> PROVIDED PASSAGE:
In its update to the BCUC, O’Riley warned that the costs of the project “are anticipated to be more substantial than initially expected.”

NDP Leader John Horgan said in August he was “profoundly disappointed” after BC Hydro filed an update with the BCUC that raised concerns about bringing the project – most recently estimated to cost $12 billion – in on time and on budget.

“The government doesn’t even know how to address the problems that have been identified with Site C, much less how much those solutions would cost,” Furstenau said in a news release.

In her news release, Furstenau pointed to a letter written by “experts” who called for the project to be halted.

“The government should follow the advice in this letter and stop digging,” Furstenau said. “We can’t keep throwing good money after bad, especially without knowing whether we can complete the project or what the final price tag will be.

The list of experts includes Marc Eliesen, a former BC Hydro CEO, Harry Swain, a former federal civil servant who sat on the Site C joint review panel, and Mauro Chiesa, who has expertise in large finance projects, including with the World Bank.

Otherwise, most of the signatories to the letter are conservationists, First Nations and retired politicians who have spoken against the project in the past and who have no particular expertise in the engineering, geotechnical and financing issues involved in large-scale hydroelectric dam construction.

> DATA SHOWN:
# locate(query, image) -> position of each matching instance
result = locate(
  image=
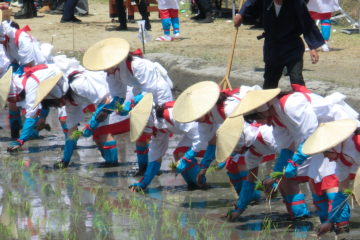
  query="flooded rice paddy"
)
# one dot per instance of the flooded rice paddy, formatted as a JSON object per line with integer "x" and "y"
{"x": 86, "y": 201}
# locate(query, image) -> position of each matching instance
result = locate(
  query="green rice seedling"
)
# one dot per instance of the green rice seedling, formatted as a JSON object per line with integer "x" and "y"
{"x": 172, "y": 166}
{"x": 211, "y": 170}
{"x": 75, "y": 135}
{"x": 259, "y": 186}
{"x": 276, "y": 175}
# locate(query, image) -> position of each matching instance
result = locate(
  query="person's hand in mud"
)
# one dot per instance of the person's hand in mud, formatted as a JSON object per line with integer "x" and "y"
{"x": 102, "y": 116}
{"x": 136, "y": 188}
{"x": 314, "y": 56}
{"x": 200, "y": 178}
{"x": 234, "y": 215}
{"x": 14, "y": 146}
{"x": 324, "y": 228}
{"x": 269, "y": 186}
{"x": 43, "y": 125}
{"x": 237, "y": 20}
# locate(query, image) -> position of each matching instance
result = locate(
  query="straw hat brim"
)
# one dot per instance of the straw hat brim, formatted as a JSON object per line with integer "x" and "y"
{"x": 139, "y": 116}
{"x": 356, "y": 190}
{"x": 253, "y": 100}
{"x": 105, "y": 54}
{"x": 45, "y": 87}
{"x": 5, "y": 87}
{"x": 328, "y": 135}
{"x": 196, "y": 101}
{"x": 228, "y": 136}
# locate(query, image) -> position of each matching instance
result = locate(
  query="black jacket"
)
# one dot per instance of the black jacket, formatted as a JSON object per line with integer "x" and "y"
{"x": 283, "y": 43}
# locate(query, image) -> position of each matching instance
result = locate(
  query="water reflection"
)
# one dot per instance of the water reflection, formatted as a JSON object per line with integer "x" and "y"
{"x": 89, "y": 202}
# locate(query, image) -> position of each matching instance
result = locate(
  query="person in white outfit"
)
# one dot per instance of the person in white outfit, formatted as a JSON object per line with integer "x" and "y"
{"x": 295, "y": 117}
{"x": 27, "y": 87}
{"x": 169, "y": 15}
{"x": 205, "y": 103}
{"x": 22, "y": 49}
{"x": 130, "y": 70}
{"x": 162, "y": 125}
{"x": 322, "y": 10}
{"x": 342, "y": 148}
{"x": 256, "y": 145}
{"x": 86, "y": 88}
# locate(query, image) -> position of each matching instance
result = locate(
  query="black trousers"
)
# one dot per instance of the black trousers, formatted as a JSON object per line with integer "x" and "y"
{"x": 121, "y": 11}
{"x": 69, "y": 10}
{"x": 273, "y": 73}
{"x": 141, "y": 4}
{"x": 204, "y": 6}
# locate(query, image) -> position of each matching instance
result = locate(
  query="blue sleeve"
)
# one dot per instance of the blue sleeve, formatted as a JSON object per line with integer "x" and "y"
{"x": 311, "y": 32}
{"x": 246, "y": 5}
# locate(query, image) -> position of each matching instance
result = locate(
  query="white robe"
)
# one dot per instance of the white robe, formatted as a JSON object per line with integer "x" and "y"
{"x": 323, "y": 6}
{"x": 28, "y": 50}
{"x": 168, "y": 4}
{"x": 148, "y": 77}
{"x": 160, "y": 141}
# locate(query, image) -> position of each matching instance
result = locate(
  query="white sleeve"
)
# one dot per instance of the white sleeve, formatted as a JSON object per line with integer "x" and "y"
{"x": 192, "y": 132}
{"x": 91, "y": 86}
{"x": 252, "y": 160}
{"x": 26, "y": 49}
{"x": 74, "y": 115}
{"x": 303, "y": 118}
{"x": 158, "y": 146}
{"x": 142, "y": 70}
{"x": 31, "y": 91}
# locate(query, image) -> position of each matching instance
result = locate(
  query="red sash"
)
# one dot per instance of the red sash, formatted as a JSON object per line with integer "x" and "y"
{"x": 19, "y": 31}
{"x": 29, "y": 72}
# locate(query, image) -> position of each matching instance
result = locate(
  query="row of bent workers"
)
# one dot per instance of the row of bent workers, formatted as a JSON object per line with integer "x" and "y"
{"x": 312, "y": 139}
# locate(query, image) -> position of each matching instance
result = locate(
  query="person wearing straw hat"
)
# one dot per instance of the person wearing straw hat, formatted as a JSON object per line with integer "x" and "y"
==
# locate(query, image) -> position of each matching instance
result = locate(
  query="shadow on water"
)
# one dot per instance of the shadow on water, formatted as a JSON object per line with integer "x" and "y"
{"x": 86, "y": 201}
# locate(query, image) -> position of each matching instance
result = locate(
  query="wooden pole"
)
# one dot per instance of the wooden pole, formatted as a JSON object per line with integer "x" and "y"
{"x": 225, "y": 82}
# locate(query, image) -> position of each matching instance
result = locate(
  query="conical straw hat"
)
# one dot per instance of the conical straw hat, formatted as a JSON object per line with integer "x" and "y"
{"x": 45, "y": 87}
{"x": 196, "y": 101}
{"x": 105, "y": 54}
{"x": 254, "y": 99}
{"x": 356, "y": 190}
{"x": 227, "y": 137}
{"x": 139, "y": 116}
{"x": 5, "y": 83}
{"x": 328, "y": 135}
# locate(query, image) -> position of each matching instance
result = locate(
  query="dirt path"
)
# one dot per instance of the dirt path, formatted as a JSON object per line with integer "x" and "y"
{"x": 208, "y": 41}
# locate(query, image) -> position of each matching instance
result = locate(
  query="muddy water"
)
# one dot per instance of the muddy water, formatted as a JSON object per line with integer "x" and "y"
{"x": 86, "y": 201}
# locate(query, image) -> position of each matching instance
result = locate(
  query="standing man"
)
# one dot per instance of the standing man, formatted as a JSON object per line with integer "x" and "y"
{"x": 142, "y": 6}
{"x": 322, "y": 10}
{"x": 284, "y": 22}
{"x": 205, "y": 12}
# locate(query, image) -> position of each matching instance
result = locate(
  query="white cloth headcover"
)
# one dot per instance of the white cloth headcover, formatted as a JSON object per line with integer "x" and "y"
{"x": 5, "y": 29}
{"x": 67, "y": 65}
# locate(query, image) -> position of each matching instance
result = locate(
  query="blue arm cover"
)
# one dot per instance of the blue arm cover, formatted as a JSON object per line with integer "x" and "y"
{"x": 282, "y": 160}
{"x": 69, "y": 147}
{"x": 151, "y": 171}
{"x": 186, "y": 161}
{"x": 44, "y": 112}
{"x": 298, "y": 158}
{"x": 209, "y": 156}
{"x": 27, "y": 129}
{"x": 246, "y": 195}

> ASSIGNMENT 1: According to the passage on the Site C project, what is the most recent cost estimate for the project?
> ASSIGNMENT 2: From the passage on the Site C project, echo the text starting with "In its update" and going on through "to be halted.".
These records were taken from a separate source.

> REPLY 1: $12 billion

> REPLY 2:
In its update to the BCUC, O’Riley warned that the costs of the project “are anticipated to be more substantial than initially expected.”

NDP Leader John Horgan said in August he was “profoundly disappointed” after BC Hydro filed an update with the BCUC that raised concerns about bringing the project – most recently estimated to cost $12 billion – in on time and on budget.

“The government doesn’t even know how to address the problems that have been identified with Site C, much less how much those solutions would cost,” Furstenau said in a news release.

In her news release, Furstenau pointed to a letter written by “experts” who called for the project to be halted.